I'm not sure where I got it. Wally World or the hardware store. If you don't care for pink, I've seen several shades of green, red, blue, yellow & orange. I originally bought it to put on my black luggage to distinguish it from all the other black luggage on the airport carousel.


----------



## BeckysBarn (Dec 3, 2009)

jimhudson said:


> Great report, thanks! Love the pink duct tape, how was taking a shower on this train, was the water hot, rest of the car warm or cold? Sounds like the SCA needs a vacation, the manifest must have frozen shut when he was boarding the new pax that were a day early! :lol:
> Hope next year comes early for you, as the _traveler says it's always time for a trip!!


The shower was perfect - because I learned to take one during the longer stops. The water was hot. I heard others complain about their rooms being cold. Anyone I heard, I offered the duct tape solution. Some looked at me like I was nuts and/or defacing public property.  The rest were very greatful.


----------



## GG-1 (Dec 3, 2009)

BeckysBarn said:


> pennyk said:
> 
> 
> > Good report. Thanks. I, too, love the pink duct tape. Where did you buy it?
> ...


Aloha

When I worked the tour of Ice Capades we would buy a full year supply of all 16 colors from New York Hardware. They were within Walking distance of Madison Square Garden in 1976. Think the number of rolls we bought was 100 with multiple rolls of some colors. This is how we fixed small rips in the scenery during a performance until the flats or curtains could be repaired properly.

§ **Record set**

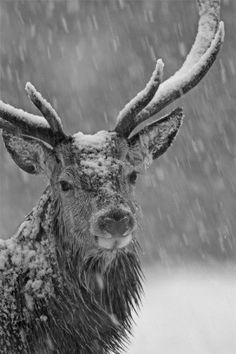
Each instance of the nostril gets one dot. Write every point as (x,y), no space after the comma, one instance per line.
(117,225)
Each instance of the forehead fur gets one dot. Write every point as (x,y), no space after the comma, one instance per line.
(97,158)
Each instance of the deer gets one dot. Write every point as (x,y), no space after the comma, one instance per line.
(70,277)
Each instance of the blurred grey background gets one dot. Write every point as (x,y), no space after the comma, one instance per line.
(88,58)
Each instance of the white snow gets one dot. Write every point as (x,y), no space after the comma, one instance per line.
(92,140)
(6,109)
(187,311)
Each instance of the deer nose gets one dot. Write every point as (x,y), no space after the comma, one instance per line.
(117,223)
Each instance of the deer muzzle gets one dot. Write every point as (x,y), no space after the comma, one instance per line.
(114,229)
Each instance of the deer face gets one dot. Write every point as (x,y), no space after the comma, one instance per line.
(93,176)
(95,187)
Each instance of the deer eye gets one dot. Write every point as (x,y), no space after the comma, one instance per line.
(66,186)
(132,177)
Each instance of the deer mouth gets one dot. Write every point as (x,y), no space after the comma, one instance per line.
(113,242)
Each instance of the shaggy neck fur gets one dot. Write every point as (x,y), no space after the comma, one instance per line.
(71,303)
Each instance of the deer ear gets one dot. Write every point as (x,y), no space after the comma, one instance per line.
(153,140)
(31,155)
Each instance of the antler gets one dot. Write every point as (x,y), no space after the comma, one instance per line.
(199,60)
(17,121)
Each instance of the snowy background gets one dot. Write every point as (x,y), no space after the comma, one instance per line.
(89,58)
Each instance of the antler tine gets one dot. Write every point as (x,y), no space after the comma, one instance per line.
(17,121)
(199,60)
(127,116)
(47,111)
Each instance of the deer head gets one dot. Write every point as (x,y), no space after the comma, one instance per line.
(92,177)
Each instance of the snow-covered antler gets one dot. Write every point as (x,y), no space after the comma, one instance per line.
(16,120)
(209,38)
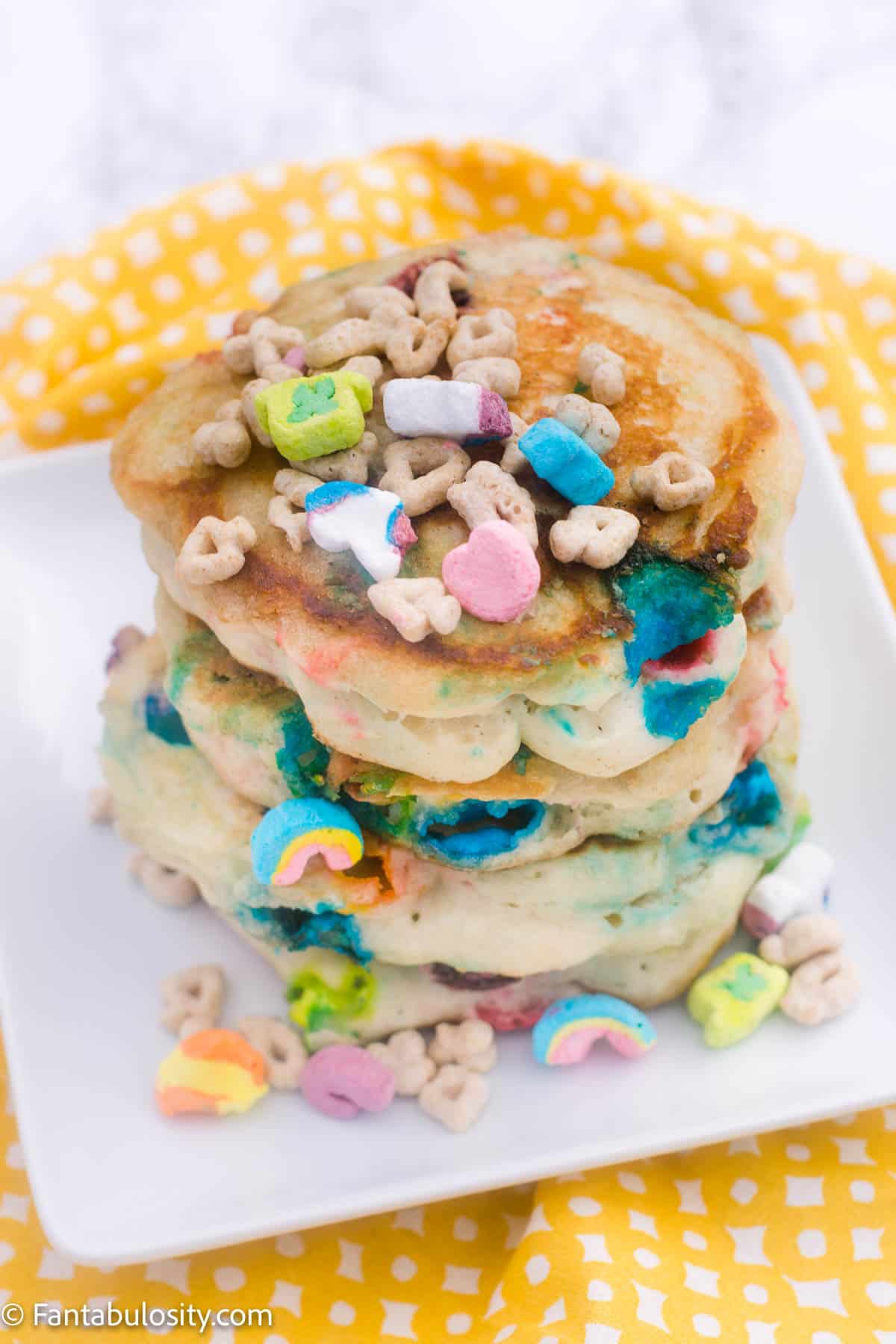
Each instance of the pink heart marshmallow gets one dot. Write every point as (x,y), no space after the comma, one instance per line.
(494,574)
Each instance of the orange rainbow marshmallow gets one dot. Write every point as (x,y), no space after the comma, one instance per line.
(214,1071)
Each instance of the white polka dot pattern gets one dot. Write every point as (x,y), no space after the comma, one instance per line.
(782,1239)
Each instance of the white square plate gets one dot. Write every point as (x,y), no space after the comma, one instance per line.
(82,951)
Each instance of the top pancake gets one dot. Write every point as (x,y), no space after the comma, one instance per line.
(692,383)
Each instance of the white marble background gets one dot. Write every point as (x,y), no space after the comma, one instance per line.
(785,108)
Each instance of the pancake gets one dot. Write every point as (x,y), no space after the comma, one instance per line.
(257,737)
(304,617)
(332,998)
(605,898)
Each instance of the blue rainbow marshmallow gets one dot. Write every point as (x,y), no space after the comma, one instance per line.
(564,1034)
(292,833)
(563,460)
(370,523)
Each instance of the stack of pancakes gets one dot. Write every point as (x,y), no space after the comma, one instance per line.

§ **Work to complete**
**1)** The forum thread names colors of duct tape, other than pink, that one poster says they have seen. List them.
**2)** In the forum thread, where did the Ice Capades tour buy its full year's supply of duct tape?
**3)** Transcribe the forum thread between "## BeckysBarn (Dec" and "were very greatful.", inclusive.

§ **Expected responses**
**1)** Green, red, blue, yellow, orange

**2)** New York Hardware

**3)**
## BeckysBarn (Dec 3, 2009)

jimhudson said:


> Great report, thanks! Love the pink duct tape, how was taking a shower on this train, was the water hot, rest of the car warm or cold? Sounds like the SCA needs a vacation, the manifest must have frozen shut when he was boarding the new pax that were a day early! :lol:
> Hope next year comes early for you, as the _traveler says it's always time for a trip!!


The shower was perfect - because I learned to take one during the longer stops. The water was hot. I heard others complain about their rooms being cold. Anyone I heard, I offered the duct tape solution. Some looked at me like I was nuts and/or defacing public property.  The rest were very greatful.